• [Records from a data collection]
%%

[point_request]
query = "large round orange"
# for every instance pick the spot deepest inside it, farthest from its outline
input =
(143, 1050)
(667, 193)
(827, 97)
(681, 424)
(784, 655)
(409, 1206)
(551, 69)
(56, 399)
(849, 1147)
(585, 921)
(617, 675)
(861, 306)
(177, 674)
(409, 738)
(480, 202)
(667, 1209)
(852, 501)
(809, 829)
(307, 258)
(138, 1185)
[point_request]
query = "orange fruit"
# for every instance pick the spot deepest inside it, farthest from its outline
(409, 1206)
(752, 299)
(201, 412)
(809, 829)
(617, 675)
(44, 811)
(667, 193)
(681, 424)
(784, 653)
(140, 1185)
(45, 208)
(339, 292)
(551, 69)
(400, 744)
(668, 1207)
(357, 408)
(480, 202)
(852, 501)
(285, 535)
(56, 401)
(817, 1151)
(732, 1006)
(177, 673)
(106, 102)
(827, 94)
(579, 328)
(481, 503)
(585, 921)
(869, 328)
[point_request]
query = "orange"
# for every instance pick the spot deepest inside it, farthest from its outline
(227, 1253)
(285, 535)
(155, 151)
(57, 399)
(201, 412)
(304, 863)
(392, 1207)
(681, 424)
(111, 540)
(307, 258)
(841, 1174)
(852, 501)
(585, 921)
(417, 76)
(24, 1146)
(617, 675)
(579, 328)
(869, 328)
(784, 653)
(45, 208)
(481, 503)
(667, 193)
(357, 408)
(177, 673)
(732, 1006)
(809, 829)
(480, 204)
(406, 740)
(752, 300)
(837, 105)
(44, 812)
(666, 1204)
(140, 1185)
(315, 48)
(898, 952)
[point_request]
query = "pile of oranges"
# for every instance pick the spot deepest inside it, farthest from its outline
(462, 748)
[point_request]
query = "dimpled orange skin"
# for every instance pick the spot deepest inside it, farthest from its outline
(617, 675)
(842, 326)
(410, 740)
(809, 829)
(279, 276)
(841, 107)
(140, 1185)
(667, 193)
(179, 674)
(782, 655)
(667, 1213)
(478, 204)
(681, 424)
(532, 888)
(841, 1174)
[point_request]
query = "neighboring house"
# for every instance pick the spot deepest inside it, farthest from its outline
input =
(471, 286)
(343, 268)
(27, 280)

%%

Render every line of the data above as a JSON list of strings, with one string per line and blank lines omitted.

[
  "[point_request]",
  "query = \"large round orange\"",
  "# for every instance pick the spot deepest inside it, farthest from its outline",
  "input =",
  "(143, 1050)",
  "(667, 193)",
  "(827, 97)",
  "(681, 424)",
  "(784, 655)",
  "(409, 1206)",
  "(551, 69)",
  "(56, 399)",
  "(849, 1147)",
  "(585, 921)",
  "(617, 675)",
  "(861, 306)",
  "(177, 674)",
  "(409, 738)",
  "(480, 202)",
  "(667, 1209)",
  "(852, 501)",
  "(809, 829)",
  "(307, 258)",
  "(138, 1185)",
  "[point_request]",
  "query = \"orange fruit\"",
  "# for every instance pick the spot deepest inside it, farthest from its outline",
  "(409, 1206)",
  "(752, 299)",
  "(201, 412)",
  "(809, 829)",
  "(617, 675)",
  "(44, 811)",
  "(667, 193)",
  "(681, 424)",
  "(784, 653)",
  "(140, 1185)",
  "(45, 208)",
  "(339, 292)",
  "(551, 69)",
  "(400, 744)",
  "(668, 1207)",
  "(357, 408)",
  "(480, 202)",
  "(852, 501)",
  "(285, 535)",
  "(56, 401)",
  "(817, 1151)",
  "(732, 1006)",
  "(177, 673)",
  "(106, 102)",
  "(827, 94)",
  "(579, 328)",
  "(481, 503)",
  "(585, 921)",
  "(869, 328)",
  "[point_request]",
  "query = \"orange\"",
  "# for every instance pick the spot deepest inside it, farthest from its outline",
  "(227, 1253)",
  "(285, 535)",
  "(155, 151)",
  "(57, 399)",
  "(201, 412)",
  "(304, 863)",
  "(392, 1207)",
  "(681, 424)",
  "(111, 540)",
  "(307, 258)",
  "(841, 1174)",
  "(852, 501)",
  "(585, 921)",
  "(417, 76)",
  "(24, 1146)",
  "(617, 675)",
  "(579, 328)",
  "(869, 328)",
  "(784, 653)",
  "(45, 208)",
  "(481, 503)",
  "(667, 193)",
  "(357, 408)",
  "(177, 673)",
  "(732, 1006)",
  "(809, 829)",
  "(480, 204)",
  "(406, 740)",
  "(752, 300)",
  "(837, 105)",
  "(44, 812)",
  "(666, 1204)",
  "(140, 1185)",
  "(315, 48)",
  "(898, 952)",
  "[point_request]",
  "query = \"pile of oranges\"",
  "# for every instance pick the spot deepest inside it, farthest from its outline",
  "(462, 748)",
  "[point_request]",
  "query = \"dimpled orange skin\"",
  "# for every instance pick the spot deepest inside it, farthest from its outline",
  "(617, 675)",
  "(842, 326)",
  "(410, 740)",
  "(809, 829)",
  "(279, 276)",
  "(841, 107)",
  "(140, 1185)",
  "(667, 193)",
  "(179, 674)",
  "(782, 655)",
  "(667, 1213)",
  "(478, 204)",
  "(681, 424)",
  "(532, 888)",
  "(841, 1174)",
  "[point_request]",
  "query = \"neighboring house\"",
  "# for every instance pick the spot deepest inside it, farthest from its outline",
  "input =",
  "(471, 286)",
  "(343, 268)",
  "(27, 280)"
]